### Excerpted text

┄┄┄┄┄┄

Oh, Nemo...isn't that a 'real leaf'... love all ways Cally |
Hillman is very well known and appreciated in Italy, and all his books are easy to find in Italian translation. Somewhere in Re-Visioning, I think it is, he says that his Archetypal Psychology had switched from the Teutonic style of Freud and Jung to make an "olive oil psychology" adapted to the Mediterranean south. I've always gotten a kick out of that characterization. He and his friends once had a conference at the old Medici villa in Careggi, where Marsilio Ficino and his group used to meet. Botticelli's and others' art got a lot of its impetus from the Ficino group. Hillman and the Dallas Institute are at least as descended from that as they are from Jung and Freud, and Hillman was a true friend of artists and writers, as well as being a gifted writer himself.

┄┄┄┄┄┄

### Material supplied

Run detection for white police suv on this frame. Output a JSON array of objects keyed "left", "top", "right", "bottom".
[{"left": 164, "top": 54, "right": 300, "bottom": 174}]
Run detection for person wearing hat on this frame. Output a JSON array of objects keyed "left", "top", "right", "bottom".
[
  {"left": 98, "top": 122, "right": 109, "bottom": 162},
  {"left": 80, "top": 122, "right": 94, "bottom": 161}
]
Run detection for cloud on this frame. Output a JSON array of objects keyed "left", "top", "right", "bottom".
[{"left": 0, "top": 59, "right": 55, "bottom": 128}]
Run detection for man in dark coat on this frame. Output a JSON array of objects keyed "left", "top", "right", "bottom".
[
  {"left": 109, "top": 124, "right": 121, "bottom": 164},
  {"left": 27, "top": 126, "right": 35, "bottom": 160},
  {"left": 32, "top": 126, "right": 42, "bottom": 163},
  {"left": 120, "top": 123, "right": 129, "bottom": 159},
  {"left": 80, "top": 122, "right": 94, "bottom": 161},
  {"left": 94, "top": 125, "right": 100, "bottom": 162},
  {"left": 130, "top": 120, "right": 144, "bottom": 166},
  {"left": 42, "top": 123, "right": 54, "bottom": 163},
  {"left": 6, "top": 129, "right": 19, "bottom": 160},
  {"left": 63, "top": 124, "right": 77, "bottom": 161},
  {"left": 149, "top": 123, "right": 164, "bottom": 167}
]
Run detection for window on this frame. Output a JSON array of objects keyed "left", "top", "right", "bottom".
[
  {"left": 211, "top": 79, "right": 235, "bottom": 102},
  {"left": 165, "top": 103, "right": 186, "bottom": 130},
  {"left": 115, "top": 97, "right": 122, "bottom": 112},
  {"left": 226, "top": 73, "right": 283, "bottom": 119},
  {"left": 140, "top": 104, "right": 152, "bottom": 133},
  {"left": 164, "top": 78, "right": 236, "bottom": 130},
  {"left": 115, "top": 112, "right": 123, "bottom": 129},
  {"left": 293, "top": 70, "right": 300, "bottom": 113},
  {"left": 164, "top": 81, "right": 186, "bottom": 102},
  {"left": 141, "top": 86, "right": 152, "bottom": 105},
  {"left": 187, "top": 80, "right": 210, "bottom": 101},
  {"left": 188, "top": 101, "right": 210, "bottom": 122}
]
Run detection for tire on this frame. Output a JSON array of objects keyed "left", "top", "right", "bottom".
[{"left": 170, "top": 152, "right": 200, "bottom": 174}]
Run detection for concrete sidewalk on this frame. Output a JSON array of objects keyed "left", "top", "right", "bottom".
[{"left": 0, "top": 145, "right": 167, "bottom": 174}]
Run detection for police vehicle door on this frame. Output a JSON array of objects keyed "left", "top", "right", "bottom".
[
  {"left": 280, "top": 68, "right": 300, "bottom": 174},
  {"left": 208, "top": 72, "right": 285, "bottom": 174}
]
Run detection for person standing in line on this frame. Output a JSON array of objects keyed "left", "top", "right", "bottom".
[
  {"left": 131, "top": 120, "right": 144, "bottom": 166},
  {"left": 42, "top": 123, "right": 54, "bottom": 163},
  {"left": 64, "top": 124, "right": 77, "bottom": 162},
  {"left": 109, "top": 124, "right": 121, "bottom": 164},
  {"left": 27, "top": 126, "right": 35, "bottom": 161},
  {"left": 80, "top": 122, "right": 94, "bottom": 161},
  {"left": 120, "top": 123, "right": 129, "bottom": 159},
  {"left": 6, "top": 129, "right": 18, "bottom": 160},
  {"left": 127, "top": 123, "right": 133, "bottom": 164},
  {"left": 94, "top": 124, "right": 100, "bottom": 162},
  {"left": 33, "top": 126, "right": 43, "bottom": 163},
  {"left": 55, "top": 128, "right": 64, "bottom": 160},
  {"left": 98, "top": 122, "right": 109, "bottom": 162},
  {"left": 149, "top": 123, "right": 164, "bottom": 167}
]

┄┄┄┄┄┄

### About this task
Continue the passage about Hillman and archetypal psychology from its last sentence.

### Result of this exercise
I don't know many names, but I do know a lot of American poets have drawn on his work -- Rita Dove is one, as well as of course Robert Bly. Nemo, my copy of Re-Visioning is completely falling apart I've read it so much. |
Mine too, Andrew.
The cover has disappeared. Nemo |
Andrew, what marvellous images your anecdotes have conjured! That was my thesis, actually - that Lawrence and Hillman shared a style of the imaginal "south".
I'm onto my third copy! The leaves of the rest are scattered around the earth. On the road again, now, but will check in when I can. I love you guys. Cally |
That was my thesis, actually - that Lawrence and Hillman shared a style of the imaginal "south".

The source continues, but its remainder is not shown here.